> **Directions**:
Please count the lines below that contain the word "slope", and reply with that number alone.

> **Data in this exercise**:
• • • • •
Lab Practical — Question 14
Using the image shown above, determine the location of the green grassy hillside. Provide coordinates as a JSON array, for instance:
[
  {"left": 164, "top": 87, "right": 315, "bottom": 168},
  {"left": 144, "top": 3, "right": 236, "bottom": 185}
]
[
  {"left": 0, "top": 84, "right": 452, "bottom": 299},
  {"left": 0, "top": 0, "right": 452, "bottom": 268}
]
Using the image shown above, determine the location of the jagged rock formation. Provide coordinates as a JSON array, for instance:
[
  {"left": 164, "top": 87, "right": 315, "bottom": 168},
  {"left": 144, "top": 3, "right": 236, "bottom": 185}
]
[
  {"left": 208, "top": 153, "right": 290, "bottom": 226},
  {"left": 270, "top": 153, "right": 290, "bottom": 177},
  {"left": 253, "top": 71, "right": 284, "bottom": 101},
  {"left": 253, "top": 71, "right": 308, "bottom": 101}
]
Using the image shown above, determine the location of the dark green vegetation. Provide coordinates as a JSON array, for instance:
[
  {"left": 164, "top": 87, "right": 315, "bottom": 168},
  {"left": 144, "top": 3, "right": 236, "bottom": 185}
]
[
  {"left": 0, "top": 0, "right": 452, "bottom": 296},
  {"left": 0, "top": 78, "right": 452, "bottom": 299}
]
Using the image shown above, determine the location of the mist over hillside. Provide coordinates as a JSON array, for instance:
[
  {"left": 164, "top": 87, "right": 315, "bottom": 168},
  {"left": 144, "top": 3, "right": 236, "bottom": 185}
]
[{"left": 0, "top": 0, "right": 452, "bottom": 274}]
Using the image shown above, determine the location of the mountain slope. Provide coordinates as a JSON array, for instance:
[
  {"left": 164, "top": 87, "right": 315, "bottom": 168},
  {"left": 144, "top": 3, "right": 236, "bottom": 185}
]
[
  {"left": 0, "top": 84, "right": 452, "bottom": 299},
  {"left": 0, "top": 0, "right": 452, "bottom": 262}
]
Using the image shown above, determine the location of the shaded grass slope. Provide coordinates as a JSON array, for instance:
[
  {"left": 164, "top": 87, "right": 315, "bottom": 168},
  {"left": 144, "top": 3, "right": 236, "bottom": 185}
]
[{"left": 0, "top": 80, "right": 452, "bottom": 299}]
• • • • •
> **Task solution**:
2